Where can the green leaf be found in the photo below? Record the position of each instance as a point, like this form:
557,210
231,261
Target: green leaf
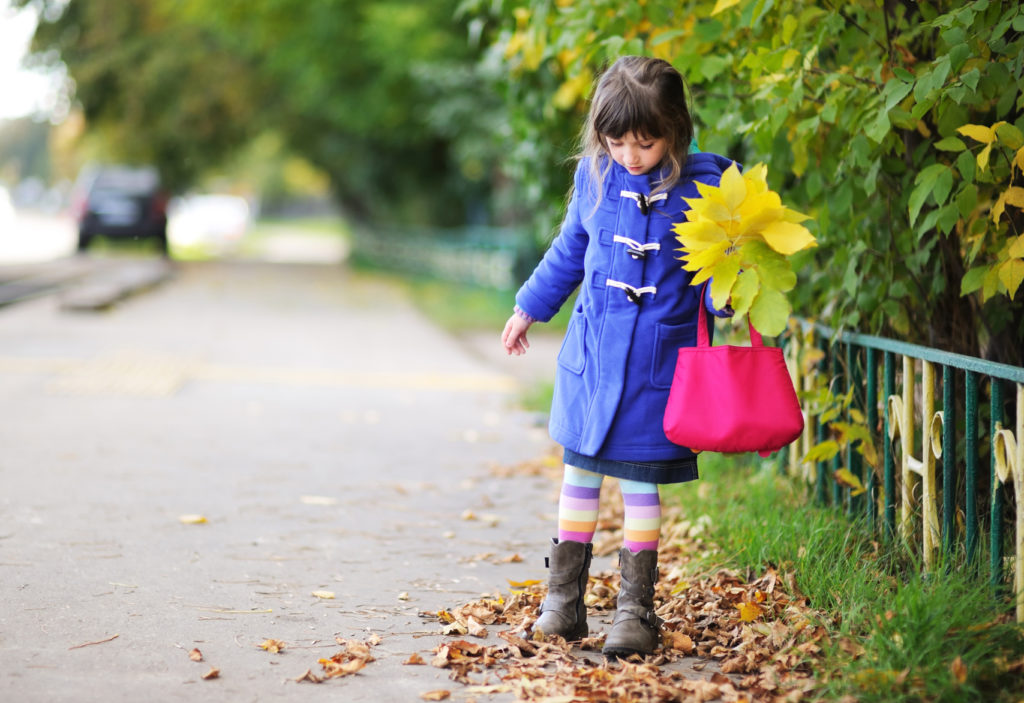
745,290
667,37
770,312
1010,135
958,55
895,91
967,200
878,130
973,279
970,79
950,144
773,268
822,451
925,184
903,75
723,279
966,165
948,216
943,184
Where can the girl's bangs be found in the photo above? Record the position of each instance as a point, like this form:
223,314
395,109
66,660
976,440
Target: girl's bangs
616,119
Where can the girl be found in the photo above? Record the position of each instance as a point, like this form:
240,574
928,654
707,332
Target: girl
635,308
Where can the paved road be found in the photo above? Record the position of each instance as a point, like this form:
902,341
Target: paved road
331,438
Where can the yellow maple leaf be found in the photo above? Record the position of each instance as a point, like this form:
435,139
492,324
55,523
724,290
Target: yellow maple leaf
741,224
723,5
985,135
847,478
1011,275
750,611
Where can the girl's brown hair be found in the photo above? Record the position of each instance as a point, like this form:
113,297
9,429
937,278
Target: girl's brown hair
645,96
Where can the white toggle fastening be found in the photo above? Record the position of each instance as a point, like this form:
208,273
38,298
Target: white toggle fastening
644,202
632,292
637,250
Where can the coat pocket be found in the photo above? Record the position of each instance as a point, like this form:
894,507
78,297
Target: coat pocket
668,340
572,356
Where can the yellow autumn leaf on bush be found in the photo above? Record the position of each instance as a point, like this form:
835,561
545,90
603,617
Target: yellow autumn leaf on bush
749,611
850,480
741,225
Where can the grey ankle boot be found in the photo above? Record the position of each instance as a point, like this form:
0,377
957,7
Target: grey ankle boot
636,629
563,611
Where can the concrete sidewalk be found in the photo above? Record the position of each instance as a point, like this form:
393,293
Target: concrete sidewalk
328,438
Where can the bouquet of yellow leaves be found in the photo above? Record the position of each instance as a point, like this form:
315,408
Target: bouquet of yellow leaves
740,225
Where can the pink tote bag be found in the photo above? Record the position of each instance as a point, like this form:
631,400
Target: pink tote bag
732,399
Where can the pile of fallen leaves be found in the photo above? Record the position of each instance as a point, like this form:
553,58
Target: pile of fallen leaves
725,636
354,655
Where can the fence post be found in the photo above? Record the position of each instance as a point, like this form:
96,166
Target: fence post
971,454
889,475
995,512
948,458
872,422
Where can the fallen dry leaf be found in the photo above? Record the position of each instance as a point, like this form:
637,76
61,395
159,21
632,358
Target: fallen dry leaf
958,669
352,658
318,500
272,646
474,628
756,635
310,676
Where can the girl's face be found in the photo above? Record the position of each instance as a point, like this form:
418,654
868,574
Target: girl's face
637,155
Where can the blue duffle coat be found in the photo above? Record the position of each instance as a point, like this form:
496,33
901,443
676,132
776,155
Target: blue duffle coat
635,308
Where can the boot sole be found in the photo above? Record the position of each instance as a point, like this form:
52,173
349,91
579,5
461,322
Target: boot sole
622,653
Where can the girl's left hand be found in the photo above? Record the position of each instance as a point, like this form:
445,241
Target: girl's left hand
514,336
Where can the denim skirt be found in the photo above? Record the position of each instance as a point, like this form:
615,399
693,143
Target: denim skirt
676,471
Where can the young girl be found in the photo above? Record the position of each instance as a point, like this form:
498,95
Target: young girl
635,308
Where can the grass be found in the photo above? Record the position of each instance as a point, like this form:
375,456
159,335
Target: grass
895,634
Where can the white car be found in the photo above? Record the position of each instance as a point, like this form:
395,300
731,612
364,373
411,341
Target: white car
209,221
6,211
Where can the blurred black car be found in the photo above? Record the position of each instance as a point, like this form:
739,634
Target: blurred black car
121,202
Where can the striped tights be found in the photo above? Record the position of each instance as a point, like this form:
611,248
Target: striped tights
579,502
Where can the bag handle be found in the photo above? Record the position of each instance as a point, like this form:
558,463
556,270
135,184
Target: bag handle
702,340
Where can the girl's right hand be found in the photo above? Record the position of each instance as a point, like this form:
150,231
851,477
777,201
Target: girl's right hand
514,336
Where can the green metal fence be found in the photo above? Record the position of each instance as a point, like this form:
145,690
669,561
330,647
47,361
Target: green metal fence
951,435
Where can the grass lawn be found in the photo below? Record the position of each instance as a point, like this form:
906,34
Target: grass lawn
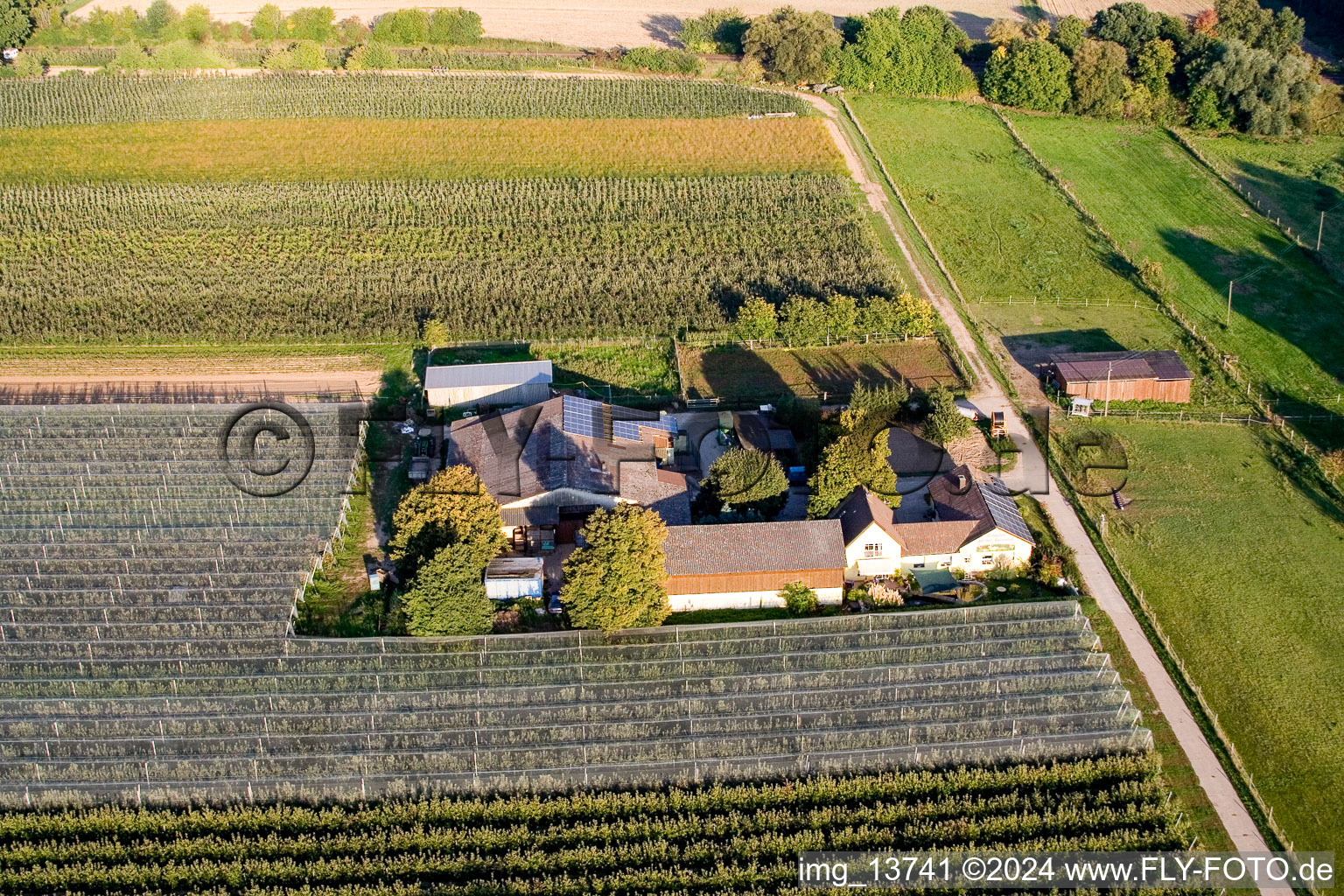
644,367
1245,570
1163,206
1293,180
332,150
734,373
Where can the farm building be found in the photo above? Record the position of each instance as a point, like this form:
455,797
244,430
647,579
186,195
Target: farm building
512,578
973,528
745,564
489,384
550,465
1123,376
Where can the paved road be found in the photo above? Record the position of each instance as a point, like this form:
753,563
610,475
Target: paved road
1031,473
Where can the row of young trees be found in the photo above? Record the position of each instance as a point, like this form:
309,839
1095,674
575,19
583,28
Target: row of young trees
23,22
1236,65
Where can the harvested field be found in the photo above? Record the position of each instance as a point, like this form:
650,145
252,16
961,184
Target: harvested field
373,150
827,373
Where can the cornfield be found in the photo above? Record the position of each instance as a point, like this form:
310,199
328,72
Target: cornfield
368,260
110,100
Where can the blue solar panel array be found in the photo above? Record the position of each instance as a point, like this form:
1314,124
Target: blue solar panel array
1004,512
584,416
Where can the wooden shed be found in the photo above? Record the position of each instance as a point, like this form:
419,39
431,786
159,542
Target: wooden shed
745,564
1123,376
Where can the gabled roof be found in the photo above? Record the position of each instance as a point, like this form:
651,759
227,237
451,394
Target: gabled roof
500,374
862,509
524,453
1088,367
965,512
754,547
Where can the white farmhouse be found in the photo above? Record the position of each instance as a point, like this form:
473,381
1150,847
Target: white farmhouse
975,527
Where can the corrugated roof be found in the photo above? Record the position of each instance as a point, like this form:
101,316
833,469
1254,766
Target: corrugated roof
500,374
754,547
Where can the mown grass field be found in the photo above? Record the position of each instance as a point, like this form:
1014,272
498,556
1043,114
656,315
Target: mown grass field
371,150
1293,180
1007,234
830,373
1161,205
1243,567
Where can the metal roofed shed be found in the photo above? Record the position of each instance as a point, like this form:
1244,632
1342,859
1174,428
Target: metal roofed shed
1123,376
489,384
512,578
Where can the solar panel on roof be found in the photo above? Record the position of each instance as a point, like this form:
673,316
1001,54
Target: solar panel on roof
1004,512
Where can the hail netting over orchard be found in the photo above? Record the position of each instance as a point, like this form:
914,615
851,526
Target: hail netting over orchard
133,531
62,101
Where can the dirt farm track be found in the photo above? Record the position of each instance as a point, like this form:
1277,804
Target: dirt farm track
609,23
==========
◆ **Exercise description**
When a line in the material includes the word "below", copy it out.

◆ **Answer to this task**
Where can the green leaf be found in the photo below? Record the position of each instance as a point, like this form:
Where can the grass lawn be found in the photo below? Record the position of each instance as a point, like this form:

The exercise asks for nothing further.